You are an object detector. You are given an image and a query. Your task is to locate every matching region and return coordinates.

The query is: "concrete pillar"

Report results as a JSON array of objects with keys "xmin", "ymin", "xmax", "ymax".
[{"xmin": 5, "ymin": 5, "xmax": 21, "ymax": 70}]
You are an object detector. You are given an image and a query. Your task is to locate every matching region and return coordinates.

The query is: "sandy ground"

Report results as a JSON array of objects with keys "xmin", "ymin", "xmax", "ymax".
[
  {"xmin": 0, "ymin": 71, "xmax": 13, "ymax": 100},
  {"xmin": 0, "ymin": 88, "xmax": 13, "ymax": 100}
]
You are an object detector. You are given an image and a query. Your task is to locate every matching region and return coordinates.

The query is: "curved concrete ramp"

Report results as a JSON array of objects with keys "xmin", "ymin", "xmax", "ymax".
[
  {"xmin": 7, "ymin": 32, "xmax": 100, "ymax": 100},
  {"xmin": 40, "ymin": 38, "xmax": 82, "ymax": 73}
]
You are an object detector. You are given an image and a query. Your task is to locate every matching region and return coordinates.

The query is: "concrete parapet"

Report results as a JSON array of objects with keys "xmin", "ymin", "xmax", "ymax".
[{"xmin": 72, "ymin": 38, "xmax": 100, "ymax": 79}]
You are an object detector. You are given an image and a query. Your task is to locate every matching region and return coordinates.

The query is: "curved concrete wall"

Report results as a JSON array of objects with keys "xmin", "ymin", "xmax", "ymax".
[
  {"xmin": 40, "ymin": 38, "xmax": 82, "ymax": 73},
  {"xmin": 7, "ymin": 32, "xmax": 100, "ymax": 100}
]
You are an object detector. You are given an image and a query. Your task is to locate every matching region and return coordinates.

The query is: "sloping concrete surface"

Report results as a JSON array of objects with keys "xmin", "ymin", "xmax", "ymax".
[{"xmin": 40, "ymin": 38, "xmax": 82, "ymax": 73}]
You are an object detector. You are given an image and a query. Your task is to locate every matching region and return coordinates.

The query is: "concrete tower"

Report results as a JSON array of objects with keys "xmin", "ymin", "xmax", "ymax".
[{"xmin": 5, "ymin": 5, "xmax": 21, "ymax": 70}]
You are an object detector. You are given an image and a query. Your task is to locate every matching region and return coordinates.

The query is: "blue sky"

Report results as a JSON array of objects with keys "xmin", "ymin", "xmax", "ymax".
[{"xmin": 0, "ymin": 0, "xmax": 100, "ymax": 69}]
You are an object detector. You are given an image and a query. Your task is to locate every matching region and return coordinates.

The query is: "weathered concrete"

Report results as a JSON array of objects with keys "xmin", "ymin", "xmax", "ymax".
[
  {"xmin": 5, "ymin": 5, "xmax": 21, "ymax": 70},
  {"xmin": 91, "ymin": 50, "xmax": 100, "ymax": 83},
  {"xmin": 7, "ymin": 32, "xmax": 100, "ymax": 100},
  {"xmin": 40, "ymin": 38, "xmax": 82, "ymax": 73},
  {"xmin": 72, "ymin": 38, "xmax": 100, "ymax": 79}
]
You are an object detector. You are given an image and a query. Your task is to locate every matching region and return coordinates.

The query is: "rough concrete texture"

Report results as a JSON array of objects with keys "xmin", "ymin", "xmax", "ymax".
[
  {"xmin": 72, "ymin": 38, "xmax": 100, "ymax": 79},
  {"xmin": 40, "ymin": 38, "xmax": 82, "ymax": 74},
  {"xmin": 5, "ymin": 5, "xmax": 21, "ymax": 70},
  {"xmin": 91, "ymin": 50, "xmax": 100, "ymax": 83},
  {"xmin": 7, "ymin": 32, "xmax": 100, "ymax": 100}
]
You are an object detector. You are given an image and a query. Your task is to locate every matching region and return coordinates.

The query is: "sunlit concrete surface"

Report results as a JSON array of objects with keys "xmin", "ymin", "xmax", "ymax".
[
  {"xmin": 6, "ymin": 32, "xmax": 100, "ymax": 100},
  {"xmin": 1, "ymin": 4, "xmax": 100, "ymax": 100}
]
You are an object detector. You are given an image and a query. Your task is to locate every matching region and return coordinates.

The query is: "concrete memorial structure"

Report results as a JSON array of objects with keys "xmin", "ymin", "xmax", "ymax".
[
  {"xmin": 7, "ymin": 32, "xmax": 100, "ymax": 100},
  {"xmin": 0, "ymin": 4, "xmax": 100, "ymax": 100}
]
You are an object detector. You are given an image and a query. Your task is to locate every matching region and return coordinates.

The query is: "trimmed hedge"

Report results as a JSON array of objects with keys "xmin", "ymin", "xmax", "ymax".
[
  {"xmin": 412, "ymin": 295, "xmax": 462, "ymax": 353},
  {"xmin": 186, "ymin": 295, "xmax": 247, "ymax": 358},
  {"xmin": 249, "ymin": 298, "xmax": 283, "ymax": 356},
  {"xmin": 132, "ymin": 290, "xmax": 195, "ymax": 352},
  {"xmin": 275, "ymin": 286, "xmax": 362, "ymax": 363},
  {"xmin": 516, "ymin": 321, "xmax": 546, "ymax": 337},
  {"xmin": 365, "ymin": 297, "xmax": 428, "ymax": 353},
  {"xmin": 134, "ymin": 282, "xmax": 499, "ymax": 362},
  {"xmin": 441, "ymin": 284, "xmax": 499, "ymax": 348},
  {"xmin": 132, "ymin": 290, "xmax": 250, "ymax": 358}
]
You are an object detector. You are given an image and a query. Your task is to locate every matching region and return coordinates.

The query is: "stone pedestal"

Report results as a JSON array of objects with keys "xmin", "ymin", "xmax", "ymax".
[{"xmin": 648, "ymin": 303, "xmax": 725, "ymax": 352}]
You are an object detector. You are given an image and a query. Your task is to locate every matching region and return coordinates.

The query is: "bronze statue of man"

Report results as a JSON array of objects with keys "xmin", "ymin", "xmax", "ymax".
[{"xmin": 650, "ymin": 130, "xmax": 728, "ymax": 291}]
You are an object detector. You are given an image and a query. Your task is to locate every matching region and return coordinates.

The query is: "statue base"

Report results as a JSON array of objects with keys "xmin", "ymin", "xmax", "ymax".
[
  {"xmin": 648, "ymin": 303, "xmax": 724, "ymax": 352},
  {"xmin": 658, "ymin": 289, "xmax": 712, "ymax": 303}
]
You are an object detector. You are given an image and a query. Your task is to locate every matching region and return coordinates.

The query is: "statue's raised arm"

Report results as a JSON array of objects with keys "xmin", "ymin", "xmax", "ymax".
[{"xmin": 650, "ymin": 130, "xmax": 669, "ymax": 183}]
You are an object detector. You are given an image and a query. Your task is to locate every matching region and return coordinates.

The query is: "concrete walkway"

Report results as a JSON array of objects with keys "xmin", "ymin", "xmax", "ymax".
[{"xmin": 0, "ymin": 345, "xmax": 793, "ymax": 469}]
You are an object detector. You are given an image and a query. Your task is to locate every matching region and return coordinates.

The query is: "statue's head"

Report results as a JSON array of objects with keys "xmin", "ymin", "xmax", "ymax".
________________________
== INSTRUCTIONS FOR THE TASK ==
Line by line, reproduce the records above exactly.

== FINISHED TASK ==
You are an object detector. You are given an image and a query. Your task is to locate every matching region and return coordinates.

The query is: "concrete pillar"

Report results as a JSON array of objects with keys "xmin", "ymin", "xmax", "ymax".
[{"xmin": 5, "ymin": 5, "xmax": 21, "ymax": 70}]
You are an object detector. You are given an image and a query. Your task is to locate every matching region and return coordinates.

The query is: "sandy ground"

Report results as a JSON array of objects with keys "xmin", "ymin", "xmax", "ymax".
[
  {"xmin": 0, "ymin": 71, "xmax": 13, "ymax": 100},
  {"xmin": 0, "ymin": 88, "xmax": 13, "ymax": 100}
]
You are an object detector. You are given an image and a query. Your task is to locate every matching region and return coordinates.

The query is: "curved concrete ramp"

Report results as a JSON array of objects with keys "xmin", "ymin", "xmax", "ymax".
[
  {"xmin": 7, "ymin": 32, "xmax": 100, "ymax": 100},
  {"xmin": 40, "ymin": 38, "xmax": 82, "ymax": 73}
]
You are an object detector. You are given an image and a query. Your task is to locate every matching region and return coordinates.

The query is: "concrete parapet"

Report results as a JSON array of objects with keys "xmin", "ymin", "xmax", "ymax".
[{"xmin": 72, "ymin": 38, "xmax": 100, "ymax": 79}]
You are an object detector. You are given an image and a query. Your task is to locate every matching region and return coordinates.

The query is: "curved concrete wall"

Report results as a JSON array of objects with keys "xmin", "ymin", "xmax", "ymax".
[
  {"xmin": 40, "ymin": 38, "xmax": 82, "ymax": 73},
  {"xmin": 7, "ymin": 32, "xmax": 100, "ymax": 100}
]
You are an object detector. You are given an image and a query. Your task is to locate every matching region and return coordinates.

The query is: "sloping concrete surface"

Report results as a JSON array of objects with keys "xmin", "ymin", "xmax", "ymax".
[{"xmin": 40, "ymin": 38, "xmax": 82, "ymax": 73}]
You are an object detector. You are given an image and a query. Your task is to locate every matching region and return coordinates.

The query is: "concrete tower"

Report results as a JSON array of objects with keys "xmin", "ymin", "xmax", "ymax".
[{"xmin": 5, "ymin": 5, "xmax": 21, "ymax": 70}]
You are an object detector. You are given an image and a query. Your task is to locate every matching region and return coordinates.

The query is: "blue sky"

Report results as a JSON array of objects with keys "xmin", "ymin", "xmax", "ymax".
[{"xmin": 0, "ymin": 0, "xmax": 100, "ymax": 69}]
You are an object detector. You are given an image and a query. Your task is to locate every matching region and return coordinates.

The query is: "weathered concrete"

Report results as a JSON array of objects with keys "xmin", "ymin", "xmax", "ymax".
[
  {"xmin": 5, "ymin": 5, "xmax": 21, "ymax": 70},
  {"xmin": 91, "ymin": 50, "xmax": 100, "ymax": 83},
  {"xmin": 7, "ymin": 32, "xmax": 100, "ymax": 100},
  {"xmin": 40, "ymin": 38, "xmax": 82, "ymax": 73},
  {"xmin": 72, "ymin": 38, "xmax": 100, "ymax": 79}
]
You are an object detector. You are given an image and a query. Your task is to locate every matching region and return coordinates.

The query is: "rough concrete texture"

Report results as a JSON array of objects with keys "xmin", "ymin", "xmax", "ymax".
[
  {"xmin": 72, "ymin": 38, "xmax": 100, "ymax": 79},
  {"xmin": 40, "ymin": 38, "xmax": 82, "ymax": 74},
  {"xmin": 5, "ymin": 5, "xmax": 21, "ymax": 70},
  {"xmin": 91, "ymin": 50, "xmax": 100, "ymax": 83},
  {"xmin": 7, "ymin": 32, "xmax": 100, "ymax": 100}
]
You are an object detector. You are given an image and a query. Your task is to locate every matching region and return coordinates.

The query is: "sunlit concrete surface"

Report results as a JSON array of objects with keys "xmin", "ymin", "xmax", "ymax".
[
  {"xmin": 6, "ymin": 32, "xmax": 100, "ymax": 100},
  {"xmin": 1, "ymin": 4, "xmax": 100, "ymax": 100}
]
You are an object detector. You are given an image and a query. Your task is to locate every matching region and return coordinates.

The query is: "concrete memorial structure"

Report results as a JSON array of objects with keys "xmin", "ymin", "xmax", "ymax".
[
  {"xmin": 7, "ymin": 32, "xmax": 100, "ymax": 100},
  {"xmin": 0, "ymin": 4, "xmax": 100, "ymax": 100}
]
You are an object detector. You are given an image and a query. Your task is to locate every matching region and return coordinates.

The query is: "trimmed hedge"

Report results as a JSON array of objects with keys "xmin", "ymin", "xmax", "ymax".
[
  {"xmin": 412, "ymin": 295, "xmax": 462, "ymax": 353},
  {"xmin": 186, "ymin": 295, "xmax": 247, "ymax": 358},
  {"xmin": 249, "ymin": 298, "xmax": 283, "ymax": 356},
  {"xmin": 132, "ymin": 290, "xmax": 195, "ymax": 352},
  {"xmin": 275, "ymin": 286, "xmax": 362, "ymax": 363},
  {"xmin": 516, "ymin": 321, "xmax": 546, "ymax": 337},
  {"xmin": 365, "ymin": 297, "xmax": 428, "ymax": 353},
  {"xmin": 134, "ymin": 282, "xmax": 499, "ymax": 362},
  {"xmin": 441, "ymin": 284, "xmax": 499, "ymax": 348},
  {"xmin": 132, "ymin": 290, "xmax": 250, "ymax": 358}
]
You are an object detector. You are given an image and a query. Your task is to locate every matching region and return coordinates.

The query is: "stone pedestal"

Report results as a JSON array of objects with keys "xmin", "ymin", "xmax", "ymax".
[{"xmin": 648, "ymin": 303, "xmax": 725, "ymax": 352}]
You are an object detector. You are given an image and a query. Your task is to locate every matching region and return coordinates.

The query is: "bronze statue of man"

Report results as a JSON array of objects with keys "xmin", "ymin", "xmax", "ymax".
[{"xmin": 650, "ymin": 130, "xmax": 728, "ymax": 291}]
You are an object detector. You are given an image and a query. Your task is to locate every matching region and return coordinates.

The query is: "statue base"

Report results as a JSON array of objects with keys "xmin", "ymin", "xmax", "ymax".
[
  {"xmin": 648, "ymin": 303, "xmax": 724, "ymax": 352},
  {"xmin": 658, "ymin": 289, "xmax": 712, "ymax": 303}
]
You are an object detector. You are given an image and a query. Your task is to locate every matching region and return coordinates.

The query is: "statue's raised arm"

Report results as a JSON array of objects with keys "xmin", "ymin", "xmax", "ymax".
[{"xmin": 650, "ymin": 130, "xmax": 669, "ymax": 183}]
You are an object detector. You are given an image and a query. Your task is to locate every matching region and return coordinates.

The query is: "concrete walkway"

Report results as a JSON array of objects with keys "xmin", "ymin", "xmax", "ymax".
[{"xmin": 0, "ymin": 345, "xmax": 793, "ymax": 469}]
You are an object detector. You are given an image and a query. Your task is to locate every matching region and return coordinates.

The query is: "statue's head"

Report results as a JSON array of objects with keys "xmin", "ymin", "xmax", "ymax".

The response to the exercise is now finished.